** Source excerpt **
/---

A Korean Odyssey retells the story of Journey To The West as a comedy about crazy love

The Advisors Alliance stars Yu Hewei (above left) as general Cao Cao and Li Chen as his son Cao Pi. Right: Lee Seung Gi stars in A Korean Odyssey as the monkey king, protecting a woman (Oh Yeon Seo) from hungry demons.
Lee Seung Gi stars in A Korean Odyssey as the monkey king, protecting a woman (Oh Yeon Seo) from hungry demons. PHOTOS: SINGTEL TV, NETFLIX
The Advisors Alliance stars Yu Hewei (above left) as general Cao Cao and Li Chen as his son Cao Pi. Right: Lee Seung Gi stars in A Korean Odyssey as the monkey king, protecting a woman (Oh Yeon Seo) from hungry demons.
The Advisors Alliance stars Yu Hewei (above left) as general Cao Cao and Li Chen as his son Cao Pi. PHOTOS: SINGTEL TV, NETFLIX

The monkey king and the bull king are now squabbling housemates, stuck in the mortal realm and grudgingly sharing a luxury apartment in Seoul, according to A Korean Odyssey.

As the story goes in the South Korean drama, the monkey spirit, Son O Gong (Lee Seung Gi), is still a bad boy, the kind who parks his sports car like a rock star, trashes meeting rooms and breaks promises. He once made a deal with a little girl who freed him from an enchanted, invisible prison. He said he would go to her rescue if she called his name, then slyly plucked her memory of his name from her mind.

The bull spirit, Woo Hwi (Cha Seung Won), runs a K-pop talent agency, all the better for him and his stars to feed on the ambrosial energy of jam-packed stadiums and screaming fans.

Once upon a time in Hong Kong cinema, A Chinese Odyssey became a cult classic by breaking the mould of adaptations with an insane, tragicomic, bleeding-heart romantic take on Journey To The West. The two-part 1995 movie made such a wild detour from the original tale of a monk's adventures with his unruly animal-spirit disciples that other retellings are bound to seem tame.

Nevertheless, A Korean Odyssey, transplanting the story to the fertile soil of the South Korean urban fantasy romance, plays like a snazzy, sassy upgrade.

The drama's odd-couple set-up may invite comparison to Goblin, the 2016 show that also had two immortals under one roof, but what was scarce in that drama, which A Korean Odyssey has in spades, is a welcome sense of mischief. In other words, this show is very much the work of Hong Jeong Eun and Hong Mi Ran, the writing sisters whose hits range from the silly (My Girl, 2005) to the supernatural (The Master's Sun, 2013).

With A Korean Odyssey, the Hong sisters' brightest idea is to turn the monk into a female incarnation, Jin Seon Mi (Oh Yeon Seo), a lonely property dealer who sees dead people and whose lotus-scented blood makes her a magnet for monsters.

  • VIEW IT / A KOREAN ODYSSEY

    Netflix, new episodes available on Fridays

    3.5 stars

    THE ADVISORS ALLIANCE

    Jia Le Channel (Singtel TV Channel 502)

\---

(Point-labeling samples)
/---

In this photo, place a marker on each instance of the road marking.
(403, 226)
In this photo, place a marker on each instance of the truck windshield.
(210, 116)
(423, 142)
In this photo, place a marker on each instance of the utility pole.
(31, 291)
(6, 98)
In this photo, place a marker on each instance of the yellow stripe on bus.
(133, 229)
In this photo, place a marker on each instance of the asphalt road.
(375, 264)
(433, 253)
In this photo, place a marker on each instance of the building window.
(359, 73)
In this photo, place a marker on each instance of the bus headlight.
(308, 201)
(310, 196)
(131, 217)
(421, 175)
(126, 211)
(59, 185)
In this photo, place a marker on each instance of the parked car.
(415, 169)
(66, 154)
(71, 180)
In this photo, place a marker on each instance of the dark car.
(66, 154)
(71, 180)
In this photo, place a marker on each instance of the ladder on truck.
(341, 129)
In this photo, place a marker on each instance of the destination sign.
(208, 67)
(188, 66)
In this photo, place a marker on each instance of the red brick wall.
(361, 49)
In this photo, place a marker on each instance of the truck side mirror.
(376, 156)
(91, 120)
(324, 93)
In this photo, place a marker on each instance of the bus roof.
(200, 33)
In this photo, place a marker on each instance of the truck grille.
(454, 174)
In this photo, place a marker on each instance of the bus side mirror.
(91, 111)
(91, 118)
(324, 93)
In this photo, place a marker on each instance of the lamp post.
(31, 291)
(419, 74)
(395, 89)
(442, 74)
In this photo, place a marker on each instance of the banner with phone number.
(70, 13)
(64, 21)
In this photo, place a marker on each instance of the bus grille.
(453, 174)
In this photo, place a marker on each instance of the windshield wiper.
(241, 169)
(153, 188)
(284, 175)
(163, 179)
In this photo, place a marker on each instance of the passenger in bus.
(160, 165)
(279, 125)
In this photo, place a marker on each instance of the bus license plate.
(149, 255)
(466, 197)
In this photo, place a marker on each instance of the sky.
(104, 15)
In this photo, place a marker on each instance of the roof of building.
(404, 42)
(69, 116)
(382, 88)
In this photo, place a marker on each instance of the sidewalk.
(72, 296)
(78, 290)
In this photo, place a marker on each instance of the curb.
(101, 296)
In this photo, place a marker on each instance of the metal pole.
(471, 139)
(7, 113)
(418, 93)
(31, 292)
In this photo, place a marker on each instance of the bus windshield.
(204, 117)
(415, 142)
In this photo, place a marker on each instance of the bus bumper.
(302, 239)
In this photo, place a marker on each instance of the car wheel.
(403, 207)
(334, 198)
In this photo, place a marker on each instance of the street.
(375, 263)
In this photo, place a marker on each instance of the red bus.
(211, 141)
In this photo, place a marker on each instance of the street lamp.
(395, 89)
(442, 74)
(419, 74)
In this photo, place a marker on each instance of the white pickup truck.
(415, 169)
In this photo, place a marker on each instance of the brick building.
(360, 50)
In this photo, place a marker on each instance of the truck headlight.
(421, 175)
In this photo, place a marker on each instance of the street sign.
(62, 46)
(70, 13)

\---

** Problems to solve **
A - Put the lines of the records from the line containing "white pickup truck." through the end of the records into a JSON list of strings, one string per line, with blank lines left out.
B - Continue the review of A Korean Odyssey and The Advisors Alliance from the point where it stops.

** Answers by task **
A -
[
  "In this photo, place a marker on each instance of the white pickup truck.",
  "(415, 169)",
  "In this photo, place a marker on each instance of the brick building.",
  "(360, 50)",
  "In this photo, place a marker on each instance of the truck headlight.",
  "(421, 175)",
  "In this photo, place a marker on each instance of the street sign.",
  "(62, 46)",
  "(70, 13)"
]

B -
    Mondays to Fridays, 10.10pm

    3 stars

She was that little girl O Gong misled years ago, but now Hwi has bought her a killer gizmo to help her deal with that naughty monkey. It's a magic bracelet - an upgrade from the headache-inducing circlet from Journey To The West - that, ta-da, will chain up the most defiant deity's heart and make him an obedient bodyguard/boyfriend/slave.

"A disaster has befallen me," as O Gong later proclaims. He is in love with Seon Mi crazily, but as the monkey king and the personification of anarchy, he is sure as hell going to jailbreak the bracelet and get rid of his mistress - and yet the thought of that also breaks his heart.

With these tweaks, the show morphs into a zany romantic comedy in which love is a jinx, a wicked joke and its own funny-sad punchline. And Lee, who plays the id-driven monkey king as petulant yet vulnerable, seething and weeping, really gets it. His O Gong is a bad boyfriend, so bad that he's downright irresistible.

It has become de rigueur for Chinese historical dramas to be sophisticated and engaging - to find the sweet spot between high-class and middlebrow - and much of The Advisors Alliance, a political story set in the Three Kingdoms era, looks like business as usual.

Still, the show is notable for its unusual focus and modern perspective. The story is about Sima Yi (Wu Xiubo), who rises from a meek family man to become a fierce strategist in general Cao Cao's twilight years. The show, which is mainly seen through the eyes of the wily Yi, also sheds some intriguing light on Cao, one of the most notorious villains in Chinese legend.

In this telling, the paranoid, pitiless Cao is capable of being enlightened and forward-looking.

After a trusted official apologises for keeping him in the dark about an investigation, Cao smooths away his worries. The two should have the relationship of a married couple by now, Cao says. Each is allowed his little secrets, as long as they are united when it comes to important matters.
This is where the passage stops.